Work task: Only the lines from the one with "Phrase: covered entry porch" onward are wanted, through the last line of the entries, set down exactly.

■ ■ ■ ■ ■ ■ ■

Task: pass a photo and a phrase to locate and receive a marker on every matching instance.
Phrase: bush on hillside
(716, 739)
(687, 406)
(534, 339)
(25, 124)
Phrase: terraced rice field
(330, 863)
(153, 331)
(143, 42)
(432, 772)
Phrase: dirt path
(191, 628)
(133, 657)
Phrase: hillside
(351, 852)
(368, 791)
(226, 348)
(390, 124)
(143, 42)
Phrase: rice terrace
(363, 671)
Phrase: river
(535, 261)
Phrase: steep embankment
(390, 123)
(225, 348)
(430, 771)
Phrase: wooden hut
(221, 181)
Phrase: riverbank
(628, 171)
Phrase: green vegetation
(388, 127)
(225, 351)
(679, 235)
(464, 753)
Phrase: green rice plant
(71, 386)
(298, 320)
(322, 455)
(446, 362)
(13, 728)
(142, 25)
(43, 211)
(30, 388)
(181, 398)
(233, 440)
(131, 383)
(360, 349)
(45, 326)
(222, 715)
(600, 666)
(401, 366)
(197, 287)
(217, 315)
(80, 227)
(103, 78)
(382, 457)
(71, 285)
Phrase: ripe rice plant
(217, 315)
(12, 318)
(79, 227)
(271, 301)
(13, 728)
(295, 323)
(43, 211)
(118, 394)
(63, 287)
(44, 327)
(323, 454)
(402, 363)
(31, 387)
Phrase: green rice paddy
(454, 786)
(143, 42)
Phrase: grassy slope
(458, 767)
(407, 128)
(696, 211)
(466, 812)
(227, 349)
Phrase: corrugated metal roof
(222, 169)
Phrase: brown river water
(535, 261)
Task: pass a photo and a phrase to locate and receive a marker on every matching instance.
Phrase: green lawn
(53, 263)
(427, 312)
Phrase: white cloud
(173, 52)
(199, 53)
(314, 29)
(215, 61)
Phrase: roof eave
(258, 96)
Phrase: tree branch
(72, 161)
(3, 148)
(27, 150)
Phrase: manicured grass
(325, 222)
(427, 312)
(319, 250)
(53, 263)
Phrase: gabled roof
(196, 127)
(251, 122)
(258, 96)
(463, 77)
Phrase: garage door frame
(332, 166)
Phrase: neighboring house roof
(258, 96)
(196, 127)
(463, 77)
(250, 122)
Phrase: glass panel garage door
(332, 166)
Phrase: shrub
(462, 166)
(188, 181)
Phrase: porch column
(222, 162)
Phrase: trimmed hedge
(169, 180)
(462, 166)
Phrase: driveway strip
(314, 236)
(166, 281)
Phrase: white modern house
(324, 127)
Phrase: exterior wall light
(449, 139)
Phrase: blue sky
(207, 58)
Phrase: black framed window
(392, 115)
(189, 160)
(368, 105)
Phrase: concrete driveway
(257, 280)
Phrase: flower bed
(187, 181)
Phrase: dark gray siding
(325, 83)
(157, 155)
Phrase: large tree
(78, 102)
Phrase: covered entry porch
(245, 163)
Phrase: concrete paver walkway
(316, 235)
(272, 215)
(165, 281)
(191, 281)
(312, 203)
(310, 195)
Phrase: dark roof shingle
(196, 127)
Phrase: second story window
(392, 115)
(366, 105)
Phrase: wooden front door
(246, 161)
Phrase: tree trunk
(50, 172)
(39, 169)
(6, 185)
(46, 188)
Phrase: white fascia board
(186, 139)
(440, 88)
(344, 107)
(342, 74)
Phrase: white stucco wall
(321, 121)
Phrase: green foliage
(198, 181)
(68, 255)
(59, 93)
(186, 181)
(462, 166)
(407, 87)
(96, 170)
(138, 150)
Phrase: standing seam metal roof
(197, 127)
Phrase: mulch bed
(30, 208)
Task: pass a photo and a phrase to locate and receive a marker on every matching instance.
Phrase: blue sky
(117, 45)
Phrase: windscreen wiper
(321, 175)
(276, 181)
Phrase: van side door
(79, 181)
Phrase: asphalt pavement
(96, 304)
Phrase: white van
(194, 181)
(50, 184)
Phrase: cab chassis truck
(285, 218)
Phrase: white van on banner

■ ■ ■ ■ ■ ■ ■

Completed task:
Phrase: covered entry porch
(245, 163)
Phrase: concrete paver walkway
(316, 235)
(272, 215)
(165, 281)
(191, 281)
(312, 203)
(310, 195)
Phrase: dark roof shingle
(196, 127)
Phrase: second story window
(392, 115)
(366, 105)
Phrase: wooden front door
(246, 161)
Phrase: tree trunk
(50, 172)
(39, 169)
(6, 185)
(46, 188)
Phrase: white fascia board
(186, 139)
(440, 88)
(344, 107)
(342, 74)
Phrase: white stucco wall
(321, 121)
Phrase: green foliage
(198, 181)
(68, 255)
(59, 93)
(186, 181)
(462, 166)
(407, 87)
(96, 170)
(138, 150)
Phrase: standing seam metal roof
(197, 127)
Phrase: mulch bed
(30, 208)
Task: pass a photo and a phrase to locate and receive a marker on every matching instance.
Phrase: blue sky
(117, 45)
Phrase: windscreen wiper
(321, 175)
(276, 181)
Phrase: van side door
(79, 181)
Phrase: asphalt pavement
(96, 304)
Phrase: white van
(194, 181)
(50, 184)
Phrase: cab chassis truck
(285, 218)
Phrase: white van on banner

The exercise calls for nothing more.